◆ **PROVIDED ENTRIES**
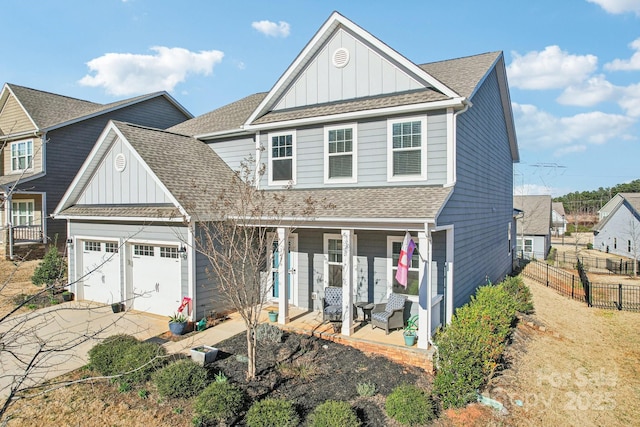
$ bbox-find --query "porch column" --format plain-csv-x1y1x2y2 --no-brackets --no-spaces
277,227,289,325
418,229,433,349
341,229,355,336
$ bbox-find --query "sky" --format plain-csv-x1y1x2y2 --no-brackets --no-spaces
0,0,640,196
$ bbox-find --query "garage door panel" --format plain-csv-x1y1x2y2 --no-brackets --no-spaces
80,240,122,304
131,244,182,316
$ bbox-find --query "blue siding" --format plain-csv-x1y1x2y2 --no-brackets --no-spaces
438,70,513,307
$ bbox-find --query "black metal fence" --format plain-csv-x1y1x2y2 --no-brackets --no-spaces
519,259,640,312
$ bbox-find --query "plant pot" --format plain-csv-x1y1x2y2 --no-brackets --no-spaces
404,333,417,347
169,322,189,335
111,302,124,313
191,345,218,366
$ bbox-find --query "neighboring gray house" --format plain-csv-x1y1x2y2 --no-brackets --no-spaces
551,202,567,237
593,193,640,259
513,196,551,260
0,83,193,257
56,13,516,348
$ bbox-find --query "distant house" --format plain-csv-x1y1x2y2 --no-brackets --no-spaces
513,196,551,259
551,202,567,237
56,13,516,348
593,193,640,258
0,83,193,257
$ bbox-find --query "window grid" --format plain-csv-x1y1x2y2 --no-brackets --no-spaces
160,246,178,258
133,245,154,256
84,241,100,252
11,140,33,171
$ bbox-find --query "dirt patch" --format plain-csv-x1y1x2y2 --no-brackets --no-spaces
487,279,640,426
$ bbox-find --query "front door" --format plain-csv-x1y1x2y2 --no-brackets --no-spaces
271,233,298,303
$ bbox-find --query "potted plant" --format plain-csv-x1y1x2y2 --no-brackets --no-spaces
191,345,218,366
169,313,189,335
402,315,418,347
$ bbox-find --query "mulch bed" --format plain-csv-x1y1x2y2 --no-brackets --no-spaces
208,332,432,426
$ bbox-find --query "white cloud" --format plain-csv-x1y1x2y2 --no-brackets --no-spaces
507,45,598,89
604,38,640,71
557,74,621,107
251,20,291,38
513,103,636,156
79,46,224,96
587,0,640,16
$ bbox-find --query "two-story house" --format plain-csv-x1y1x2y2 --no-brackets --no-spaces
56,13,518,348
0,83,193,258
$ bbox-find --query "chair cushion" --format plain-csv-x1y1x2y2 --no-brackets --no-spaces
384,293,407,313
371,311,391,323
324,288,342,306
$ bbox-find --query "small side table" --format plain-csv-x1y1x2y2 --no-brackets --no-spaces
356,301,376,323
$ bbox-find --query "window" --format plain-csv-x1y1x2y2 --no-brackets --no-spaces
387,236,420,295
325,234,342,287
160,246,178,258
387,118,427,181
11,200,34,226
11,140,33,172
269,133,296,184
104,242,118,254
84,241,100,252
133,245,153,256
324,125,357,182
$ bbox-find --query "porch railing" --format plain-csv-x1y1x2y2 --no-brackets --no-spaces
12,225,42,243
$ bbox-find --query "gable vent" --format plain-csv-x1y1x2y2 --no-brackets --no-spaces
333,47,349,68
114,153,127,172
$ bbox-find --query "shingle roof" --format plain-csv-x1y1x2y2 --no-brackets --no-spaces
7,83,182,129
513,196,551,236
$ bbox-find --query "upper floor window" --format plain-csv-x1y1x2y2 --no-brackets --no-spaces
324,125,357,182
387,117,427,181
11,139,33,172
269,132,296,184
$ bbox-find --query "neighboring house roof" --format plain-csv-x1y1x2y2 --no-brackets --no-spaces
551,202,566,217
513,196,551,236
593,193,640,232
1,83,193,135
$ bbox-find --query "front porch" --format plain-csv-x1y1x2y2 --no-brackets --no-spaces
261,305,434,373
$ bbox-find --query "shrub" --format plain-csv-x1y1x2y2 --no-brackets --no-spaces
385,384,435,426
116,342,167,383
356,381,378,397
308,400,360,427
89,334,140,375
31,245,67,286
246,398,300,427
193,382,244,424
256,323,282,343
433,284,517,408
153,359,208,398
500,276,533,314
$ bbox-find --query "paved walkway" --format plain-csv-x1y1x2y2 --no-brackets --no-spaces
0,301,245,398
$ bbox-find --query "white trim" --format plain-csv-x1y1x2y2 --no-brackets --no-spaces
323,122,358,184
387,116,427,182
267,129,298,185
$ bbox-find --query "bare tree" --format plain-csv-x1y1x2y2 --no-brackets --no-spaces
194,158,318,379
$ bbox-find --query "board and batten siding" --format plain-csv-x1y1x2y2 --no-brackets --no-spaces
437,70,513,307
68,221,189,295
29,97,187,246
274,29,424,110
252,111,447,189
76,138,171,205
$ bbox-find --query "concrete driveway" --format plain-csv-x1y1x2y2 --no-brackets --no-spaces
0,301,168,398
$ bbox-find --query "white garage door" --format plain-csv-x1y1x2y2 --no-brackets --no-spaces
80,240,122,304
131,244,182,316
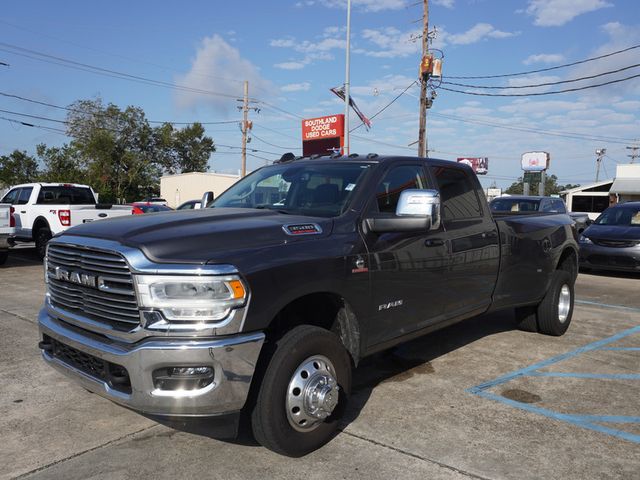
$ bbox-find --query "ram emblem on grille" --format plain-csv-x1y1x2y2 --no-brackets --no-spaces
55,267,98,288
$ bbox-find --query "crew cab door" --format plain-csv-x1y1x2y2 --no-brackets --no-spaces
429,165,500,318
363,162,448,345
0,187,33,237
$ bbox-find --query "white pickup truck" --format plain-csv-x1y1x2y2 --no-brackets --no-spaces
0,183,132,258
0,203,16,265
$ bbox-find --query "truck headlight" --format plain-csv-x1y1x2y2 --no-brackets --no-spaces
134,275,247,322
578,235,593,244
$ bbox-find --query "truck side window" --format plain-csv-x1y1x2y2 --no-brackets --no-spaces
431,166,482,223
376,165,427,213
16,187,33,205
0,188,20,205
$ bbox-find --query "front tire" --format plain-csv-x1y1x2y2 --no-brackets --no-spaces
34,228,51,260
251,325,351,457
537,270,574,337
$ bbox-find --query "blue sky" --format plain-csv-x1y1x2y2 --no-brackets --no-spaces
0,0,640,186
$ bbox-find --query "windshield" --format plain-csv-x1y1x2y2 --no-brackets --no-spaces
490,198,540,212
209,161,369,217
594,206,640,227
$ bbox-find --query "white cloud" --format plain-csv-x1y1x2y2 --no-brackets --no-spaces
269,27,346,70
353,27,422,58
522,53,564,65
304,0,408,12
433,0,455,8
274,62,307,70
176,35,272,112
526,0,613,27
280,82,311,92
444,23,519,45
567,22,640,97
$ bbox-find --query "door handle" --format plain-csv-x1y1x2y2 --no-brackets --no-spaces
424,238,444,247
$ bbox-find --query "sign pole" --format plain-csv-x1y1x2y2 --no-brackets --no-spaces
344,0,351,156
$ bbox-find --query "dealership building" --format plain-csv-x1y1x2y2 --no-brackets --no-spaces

◆ **GIVEN PROBLEM**
Rewrite all of the material above with every "white cloud" changed to "cumulus cloud" and nothing else altered. Leave the pictures out of your answer.

◆ **SOLUTION TO THIS TASK**
$ bbox-find --query "porch column" --format plain-csv-x1y1x2y2 --no-brackets --no-spaces
277,227,289,325
418,229,433,349
341,229,355,336
$ bbox-find --query "sky" --format plain-csv-x1y1x2y2 --no-brackets --no-spaces
0,0,640,196
$ bbox-find --query "garage door panel" --format plain-csv-x1y1x2y2 --no-brackets --no-spaces
80,240,122,304
131,244,182,316
$ bbox-find --query "blue siding" --format plain-csv-x1y1x2y2 --no-brackets --no-spaces
438,70,513,307
$ bbox-find --query "black metal fence" --format plain-csv-x1y1x2y2 --no-brackets --no-spaces
519,259,640,312
$ bbox-find --query "plant pot" --format plain-csv-x1y1x2y2 --no-brackets --no-spaces
404,333,417,347
169,322,189,335
111,302,124,313
191,345,218,366
$ bbox-find --query "neighboring gray house" --format plain-csv-x1y1x2y2 --no-brackets --no-spaces
551,202,567,237
593,193,640,259
513,196,551,260
0,83,193,257
56,13,516,348
$ bbox-find --query "distant house" --format plain-csv-x1y1x2y2 --no-brackets --no-spaces
513,196,551,259
551,202,567,237
56,13,516,348
593,193,640,258
0,83,193,257
$ bbox-find --query "window grid" --format plain-csv-x1y1x2y2 --no-brackets --no-spaces
160,246,178,258
133,245,154,256
84,241,100,252
11,140,33,171
$ bbox-find --query "dirt patch" --format plain-csv-x1y1x2y2 --no-brackets --no-spaces
487,279,640,426
$ bbox-find --query "front door" --format plain-csv-x1y1x2y2 --no-brackets --no-spaces
271,233,298,303
$ bbox-find --query "potted plant" --format plain-csv-x1y1x2y2 --no-brackets --no-spaces
191,345,218,366
169,313,189,335
402,315,418,347
$ bbox-find --query "mulch bed" --format plain-csv-x1y1x2y2 --no-brackets --no-spaces
208,332,432,426
$ bbox-find --query "cumulus cloud" --format plain-csv-x1y1x2y2 --no-brackets --no-spaces
507,45,598,89
604,38,640,71
557,74,621,107
251,20,291,38
513,103,636,156
79,46,224,96
587,0,640,16
$ bbox-find --query "two-story house" --format plain-csv-x1y1x2y2 --no-brackets --no-spaces
56,13,518,348
0,83,193,258
$ bbox-find --query "chair cushion" --format plain-csv-x1y1x2y2 --no-brackets --no-spaces
384,293,407,313
371,311,391,323
324,288,342,306
$ bbox-find --query "small side table" --format plain-csv-x1y1x2y2 --no-brackets --no-spaces
356,301,376,323
$ bbox-find --query "window" --format plain-csv-x1y1x2y2 --no-brackets --no-spaces
387,236,420,295
325,234,342,287
160,246,178,258
387,118,427,181
11,200,34,226
11,140,33,172
269,133,296,184
104,242,118,254
84,241,100,252
133,245,153,256
324,125,357,182
$ bbox-find --query "porch railing" --format plain-csv-x1y1x2y2 --no-brackets --no-spaces
12,225,42,243
$ bbox-find --query "gable vent" --format plain-csv-x1y1x2y2 --no-brackets --no-spaces
333,47,349,68
114,153,127,172
$ bbox-find --query "shingle roof" --format plain-csv-x1y1x2y2 --no-brackets --no-spaces
7,83,182,129
513,196,551,236
$ bbox-find --query "upper floor window" --format plain-csv-x1y1x2y2 --no-brackets --no-spaces
324,125,357,182
387,117,427,181
11,139,33,172
269,132,296,184
$ bbox-find --query "neighboring house roof" --format plain-csv-x1y1x2y2 --no-brackets --no-spaces
551,202,566,217
513,196,551,236
593,193,640,232
1,83,193,135
$ bbox-find --query "front porch" --format plain-csv-x1y1x2y2 --no-brackets --no-spaces
261,305,434,373
$ bbox-find --query "shrub" --format plain-csv-x1y1x2y2 --no-brackets --no-spaces
385,384,435,426
116,342,167,383
356,381,378,397
308,400,360,427
89,334,140,375
31,245,67,286
246,398,300,427
193,382,244,424
256,323,282,343
433,284,517,408
153,359,208,398
500,276,533,314
$ bbox-find --query "paved walkway" --format plain-csv-x1y1x2y2 --no-brackets --no-spaces
0,301,245,398
$ bbox-find --query "white trim" --format plain-csv-x1y1x2y2 --no-brackets --no-spaces
323,122,358,184
387,116,427,182
267,129,298,185
$ bbox-find --query "bare tree" --format plain-csv-x1y1x2y2 --no-brackets --no-spaces
194,158,318,379
$ bbox-find --query "board and batten siding" --format plain-csv-x1y1x2y2 --no-brackets --no-spaces
437,70,513,307
68,221,189,295
29,97,187,246
274,29,424,110
252,111,447,189
76,138,171,205
$ bbox-find --query "concrete driveway" --format plain-csv-x1y1x2y2 --no-brackets --no-spaces
0,301,168,398
$ bbox-find --query "white garage door" --format plain-csv-x1y1x2y2 --no-brackets --no-spaces
80,240,122,304
131,244,182,316
$ bbox-find --query "ram emblem on grille" --format plain-csv-x1y1x2y2 --no-brackets --no-spaces
55,267,98,288
$ bbox-find --query "crew cab door" --format plain-csv-x1y1x2y2 --no-brackets --no-spaces
429,165,500,318
363,162,448,345
0,187,33,237
$ bbox-find --query "white pickup truck" --format plain-csv-x1y1x2y2 --no-brackets --no-spaces
0,183,132,258
0,203,16,265
$ bbox-find --query "truck headlight" --format plain-csv-x1y1x2y2 --no-brackets --no-spaces
134,275,247,322
578,235,593,244
$ bbox-find --query "truck side window" --format plain-csv-x1y1x2y2 --no-brackets --no-spaces
431,166,482,223
376,165,427,213
16,187,33,205
0,188,20,205
$ bbox-find --query "front tire" --format plain-csv-x1y1x2y2 --no-brackets --no-spaces
34,228,51,260
251,325,351,457
537,270,574,337
$ bbox-find --query "blue sky" --format plain-csv-x1y1x2y2 --no-brackets --no-spaces
0,0,640,186
$ bbox-find --query "windshield" --format plain-csv-x1y1x2y2 --no-brackets --no-spaces
490,198,540,212
209,161,369,217
594,206,640,227
$ bbox-find --query "cumulus cloud" --format plain-csv-x1y1x2y2 --no-brackets --no-spaces
269,27,346,70
353,27,422,58
522,53,564,65
304,0,408,12
433,0,455,8
274,62,307,70
176,35,272,112
526,0,613,27
280,82,311,92
444,23,519,45
567,22,640,97
$ bbox-find --query "door handle" --format plain-csv-x1y1x2y2 --no-brackets --no-spaces
424,238,444,247
$ bbox-find --query "sign pole" --format plain-csv-x1y1x2y2 --no-brackets --no-spaces
344,0,351,156
$ bbox-find --query "dealership building" --format plain-csv-x1y1x2y2 --no-brackets --no-spaces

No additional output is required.